**Directions**
Please print each record that follows precisely as it appears.

Dataset entries:
Start of Block
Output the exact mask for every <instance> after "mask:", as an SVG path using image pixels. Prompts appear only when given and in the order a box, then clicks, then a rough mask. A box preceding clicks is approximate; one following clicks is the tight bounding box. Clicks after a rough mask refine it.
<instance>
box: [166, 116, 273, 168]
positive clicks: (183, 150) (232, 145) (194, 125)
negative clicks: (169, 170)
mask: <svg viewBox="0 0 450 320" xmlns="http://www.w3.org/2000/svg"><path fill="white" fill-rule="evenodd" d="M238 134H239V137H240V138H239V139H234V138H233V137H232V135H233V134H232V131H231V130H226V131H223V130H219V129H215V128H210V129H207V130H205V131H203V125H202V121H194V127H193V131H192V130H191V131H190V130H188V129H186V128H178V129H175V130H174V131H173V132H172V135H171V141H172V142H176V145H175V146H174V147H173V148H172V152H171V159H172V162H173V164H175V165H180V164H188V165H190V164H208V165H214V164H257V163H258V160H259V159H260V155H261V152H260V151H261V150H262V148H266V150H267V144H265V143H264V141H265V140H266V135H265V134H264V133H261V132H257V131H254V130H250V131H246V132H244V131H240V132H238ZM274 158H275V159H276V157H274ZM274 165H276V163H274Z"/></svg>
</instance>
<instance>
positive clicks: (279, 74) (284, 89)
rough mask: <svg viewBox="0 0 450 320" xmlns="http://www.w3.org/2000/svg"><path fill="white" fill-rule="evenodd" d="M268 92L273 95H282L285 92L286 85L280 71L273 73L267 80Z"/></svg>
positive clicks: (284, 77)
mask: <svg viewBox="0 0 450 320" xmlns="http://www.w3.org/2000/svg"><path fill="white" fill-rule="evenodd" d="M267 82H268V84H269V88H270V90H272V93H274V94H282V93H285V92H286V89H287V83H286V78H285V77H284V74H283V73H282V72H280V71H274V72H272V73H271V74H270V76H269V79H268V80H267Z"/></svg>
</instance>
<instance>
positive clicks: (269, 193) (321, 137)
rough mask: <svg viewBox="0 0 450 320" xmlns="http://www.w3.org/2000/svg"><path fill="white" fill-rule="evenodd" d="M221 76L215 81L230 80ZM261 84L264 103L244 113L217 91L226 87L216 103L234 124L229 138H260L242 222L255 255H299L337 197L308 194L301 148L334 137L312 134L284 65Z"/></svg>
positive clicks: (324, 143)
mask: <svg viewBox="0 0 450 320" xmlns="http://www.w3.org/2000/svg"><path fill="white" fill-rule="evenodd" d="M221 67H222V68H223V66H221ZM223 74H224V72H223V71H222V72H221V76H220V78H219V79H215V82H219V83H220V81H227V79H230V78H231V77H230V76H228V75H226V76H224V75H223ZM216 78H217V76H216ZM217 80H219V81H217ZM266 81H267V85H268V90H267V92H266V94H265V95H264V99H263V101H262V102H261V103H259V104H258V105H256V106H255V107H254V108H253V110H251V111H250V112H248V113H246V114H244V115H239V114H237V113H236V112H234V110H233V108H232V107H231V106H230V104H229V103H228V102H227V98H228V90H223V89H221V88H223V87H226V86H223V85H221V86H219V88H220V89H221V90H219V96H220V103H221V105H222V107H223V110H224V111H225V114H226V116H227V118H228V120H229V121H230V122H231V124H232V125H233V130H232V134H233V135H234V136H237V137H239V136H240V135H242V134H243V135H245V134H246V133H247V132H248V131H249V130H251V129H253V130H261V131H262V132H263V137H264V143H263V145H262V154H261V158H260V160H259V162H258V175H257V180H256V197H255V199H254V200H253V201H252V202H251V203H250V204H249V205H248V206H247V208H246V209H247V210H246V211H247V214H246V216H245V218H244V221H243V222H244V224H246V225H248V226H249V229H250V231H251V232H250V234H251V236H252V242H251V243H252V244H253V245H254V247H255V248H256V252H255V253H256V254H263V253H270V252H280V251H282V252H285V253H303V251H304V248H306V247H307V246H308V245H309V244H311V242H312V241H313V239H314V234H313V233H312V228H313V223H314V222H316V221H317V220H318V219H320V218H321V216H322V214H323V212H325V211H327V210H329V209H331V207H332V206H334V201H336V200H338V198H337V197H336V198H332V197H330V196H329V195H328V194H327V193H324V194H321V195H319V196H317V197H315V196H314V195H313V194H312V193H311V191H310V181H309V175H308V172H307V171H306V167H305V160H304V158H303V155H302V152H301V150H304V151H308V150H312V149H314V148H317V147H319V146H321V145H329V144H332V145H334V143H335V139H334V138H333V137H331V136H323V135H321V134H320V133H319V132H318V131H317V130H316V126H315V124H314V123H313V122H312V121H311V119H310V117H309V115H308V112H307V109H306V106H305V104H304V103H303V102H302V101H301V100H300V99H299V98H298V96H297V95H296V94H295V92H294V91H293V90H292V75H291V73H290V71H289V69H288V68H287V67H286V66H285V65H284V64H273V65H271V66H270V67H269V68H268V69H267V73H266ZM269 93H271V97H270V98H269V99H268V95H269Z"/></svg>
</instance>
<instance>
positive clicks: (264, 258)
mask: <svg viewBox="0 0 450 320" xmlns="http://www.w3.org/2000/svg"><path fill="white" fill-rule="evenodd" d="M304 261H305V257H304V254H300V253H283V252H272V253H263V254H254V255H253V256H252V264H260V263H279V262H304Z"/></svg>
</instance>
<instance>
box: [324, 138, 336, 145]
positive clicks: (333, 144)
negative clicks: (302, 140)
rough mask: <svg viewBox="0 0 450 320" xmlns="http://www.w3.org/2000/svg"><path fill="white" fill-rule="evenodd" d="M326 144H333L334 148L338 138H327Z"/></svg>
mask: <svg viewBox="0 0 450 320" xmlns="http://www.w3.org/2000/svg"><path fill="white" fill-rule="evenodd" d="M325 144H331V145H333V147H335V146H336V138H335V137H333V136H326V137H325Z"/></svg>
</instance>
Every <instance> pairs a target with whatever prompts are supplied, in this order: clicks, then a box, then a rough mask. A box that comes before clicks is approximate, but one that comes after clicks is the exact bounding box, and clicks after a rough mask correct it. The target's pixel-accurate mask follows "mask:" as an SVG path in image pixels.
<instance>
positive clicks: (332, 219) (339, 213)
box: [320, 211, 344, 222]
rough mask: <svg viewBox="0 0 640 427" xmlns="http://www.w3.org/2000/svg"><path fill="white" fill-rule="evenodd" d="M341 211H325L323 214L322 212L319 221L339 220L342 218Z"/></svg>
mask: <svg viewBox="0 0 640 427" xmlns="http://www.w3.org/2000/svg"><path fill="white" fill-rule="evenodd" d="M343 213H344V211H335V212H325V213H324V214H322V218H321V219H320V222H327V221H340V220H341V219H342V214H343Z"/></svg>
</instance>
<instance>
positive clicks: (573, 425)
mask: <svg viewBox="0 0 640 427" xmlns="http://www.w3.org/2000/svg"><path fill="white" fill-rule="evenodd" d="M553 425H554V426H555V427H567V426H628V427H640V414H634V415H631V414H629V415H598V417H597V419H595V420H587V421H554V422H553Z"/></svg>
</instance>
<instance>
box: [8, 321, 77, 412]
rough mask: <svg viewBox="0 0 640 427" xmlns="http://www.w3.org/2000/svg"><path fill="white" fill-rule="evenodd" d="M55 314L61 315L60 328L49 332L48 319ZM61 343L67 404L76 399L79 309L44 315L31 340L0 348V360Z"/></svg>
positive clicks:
End of Block
**Solution**
Output the exact mask for every <instance> after "mask:", as an SVG path using image pixels. Prompts appear only when given and in the order a box, then clicks, then a rough mask. A box preceding clicks is approximate; one following clicks is the tight bounding box. Clicks after a rough mask refine it.
<instance>
box: [166, 116, 273, 168]
positive clicks: (183, 150) (232, 145) (194, 125)
negative clicks: (169, 170)
mask: <svg viewBox="0 0 450 320" xmlns="http://www.w3.org/2000/svg"><path fill="white" fill-rule="evenodd" d="M238 134H239V137H240V138H239V139H234V138H233V137H232V135H233V134H232V131H231V130H226V131H223V130H219V129H215V128H210V129H207V130H205V131H203V125H202V121H194V127H193V131H192V130H191V131H190V130H188V129H186V128H178V129H175V130H174V131H173V132H172V135H171V141H172V142H176V145H175V146H174V147H173V148H172V152H171V159H172V162H173V164H175V165H180V164H188V165H190V164H208V165H214V164H257V163H258V160H259V159H260V155H261V152H260V151H261V150H262V148H266V150H267V144H265V143H264V141H265V140H266V135H265V134H264V133H261V132H257V131H254V130H250V131H246V132H244V131H240V132H238ZM274 158H275V159H276V157H274ZM274 165H276V163H274Z"/></svg>
</instance>
<instance>
positive clicks: (279, 74) (284, 89)
rough mask: <svg viewBox="0 0 450 320" xmlns="http://www.w3.org/2000/svg"><path fill="white" fill-rule="evenodd" d="M268 92L273 95H282L285 92L286 85L280 71L273 73L267 80Z"/></svg>
positive clicks: (284, 77)
mask: <svg viewBox="0 0 450 320" xmlns="http://www.w3.org/2000/svg"><path fill="white" fill-rule="evenodd" d="M267 82H268V84H269V88H270V90H272V93H274V94H282V93H285V92H286V89H287V83H286V78H285V77H284V74H283V73H282V72H280V71H274V72H272V73H271V74H270V76H269V79H268V80H267Z"/></svg>
</instance>
<instance>
positive clicks: (269, 193) (321, 137)
rough mask: <svg viewBox="0 0 450 320" xmlns="http://www.w3.org/2000/svg"><path fill="white" fill-rule="evenodd" d="M221 76L215 81L230 80ZM261 84L264 103L244 113L217 91L226 87L216 103L234 124L229 138H260L242 222L255 255H299L337 197L308 194L301 148L334 137L312 134L284 65Z"/></svg>
positive clicks: (324, 143)
mask: <svg viewBox="0 0 450 320" xmlns="http://www.w3.org/2000/svg"><path fill="white" fill-rule="evenodd" d="M221 67H222V68H223V66H221ZM223 74H224V72H223V71H222V72H221V76H220V78H219V79H215V82H219V83H220V81H227V79H230V78H231V77H230V76H228V75H226V76H224V75H223ZM216 78H217V76H216ZM217 80H219V81H217ZM266 81H267V85H268V90H267V92H266V94H265V95H264V99H263V101H262V102H261V103H259V104H258V105H256V106H255V107H254V108H253V110H251V111H250V112H248V113H246V114H244V115H239V114H237V113H236V112H234V110H233V108H232V107H231V106H230V104H229V103H228V102H227V98H228V90H223V89H221V88H223V87H226V86H223V85H221V86H219V88H220V89H221V90H219V96H220V103H221V105H222V107H223V110H224V111H225V114H226V116H227V118H228V120H229V121H230V122H231V124H232V125H233V130H232V134H233V135H234V136H237V137H239V136H240V135H242V134H243V135H245V134H246V133H247V132H248V131H249V130H251V129H253V130H261V131H262V132H263V137H264V143H263V145H262V154H261V158H260V160H259V162H258V175H257V180H256V197H255V199H254V200H253V201H252V202H251V203H250V204H249V205H248V206H247V208H246V209H247V210H246V211H247V214H246V216H245V218H244V221H243V222H244V224H246V225H248V226H249V229H250V231H251V232H250V234H251V236H252V242H251V243H252V244H253V245H254V247H255V248H256V252H255V253H256V254H263V253H270V252H280V251H282V252H285V253H303V251H304V248H306V247H307V246H308V245H309V244H311V242H312V241H313V239H314V234H313V233H312V228H313V223H314V222H316V221H317V220H318V219H320V218H321V216H322V214H323V212H325V211H327V210H329V209H331V207H332V206H334V201H336V200H338V198H337V197H336V198H332V197H330V196H329V195H328V194H327V193H324V194H321V195H319V196H317V197H315V196H314V195H313V194H312V193H311V191H310V181H309V175H308V172H307V171H306V167H305V160H304V158H303V155H302V152H301V150H304V151H308V150H312V149H314V148H317V147H319V146H321V145H329V144H332V145H334V143H335V139H334V138H333V137H331V136H323V135H321V134H320V133H319V132H318V131H317V130H316V126H315V124H314V123H313V122H312V121H311V119H310V117H309V115H308V112H307V109H306V106H305V104H304V103H303V102H302V101H301V100H300V99H299V98H298V96H297V95H296V94H295V92H294V91H293V90H292V75H291V73H290V71H289V69H288V68H287V67H286V66H285V65H284V64H273V65H271V66H270V67H269V68H268V69H267V73H266ZM269 93H271V97H270V98H269V99H268V95H269Z"/></svg>
</instance>
<instance>
positive clicks: (264, 258)
mask: <svg viewBox="0 0 450 320" xmlns="http://www.w3.org/2000/svg"><path fill="white" fill-rule="evenodd" d="M304 261H305V257H304V254H300V253H283V252H272V253H263V254H254V255H253V256H252V264H260V263H279V262H304Z"/></svg>
</instance>
<instance>
box: [324, 138, 336, 145]
positive clicks: (333, 144)
negative clicks: (302, 140)
rough mask: <svg viewBox="0 0 450 320" xmlns="http://www.w3.org/2000/svg"><path fill="white" fill-rule="evenodd" d="M326 144H333L334 148L338 138H327Z"/></svg>
mask: <svg viewBox="0 0 450 320" xmlns="http://www.w3.org/2000/svg"><path fill="white" fill-rule="evenodd" d="M325 144H331V145H333V147H335V146H336V138H335V137H333V136H326V137H325Z"/></svg>
</instance>
Every <instance> pairs a target with whatever prompts are supplied, in this order: clicks, then a box, then a rough mask. A box that comes before clicks is approximate, but one that comes after clicks is the exact bounding box, and clicks after a rough mask correct it. The target's pixel-accurate mask follows "mask:" as an SVG path in image pixels.
<instance>
positive clicks: (332, 219) (339, 213)
box: [320, 211, 344, 222]
rough mask: <svg viewBox="0 0 640 427" xmlns="http://www.w3.org/2000/svg"><path fill="white" fill-rule="evenodd" d="M341 211H325L323 214L322 212L319 221L339 220L342 218Z"/></svg>
mask: <svg viewBox="0 0 640 427" xmlns="http://www.w3.org/2000/svg"><path fill="white" fill-rule="evenodd" d="M343 213H344V211H335V212H325V213H324V214H322V218H321V219H320V222H327V221H340V220H341V219H342V214H343Z"/></svg>
</instance>
<instance>
positive clicks: (573, 425)
mask: <svg viewBox="0 0 640 427" xmlns="http://www.w3.org/2000/svg"><path fill="white" fill-rule="evenodd" d="M553 425H554V426H555V427H567V426H628V427H640V414H634V415H631V414H629V415H598V417H597V419H595V420H587V421H554V422H553Z"/></svg>
</instance>
<instance>
box: [8, 321, 77, 412]
rough mask: <svg viewBox="0 0 640 427" xmlns="http://www.w3.org/2000/svg"><path fill="white" fill-rule="evenodd" d="M55 314L61 315L60 328L49 332L48 319ZM61 343L67 404L76 399L79 309L44 315L31 340L0 348V360Z"/></svg>
positive clicks:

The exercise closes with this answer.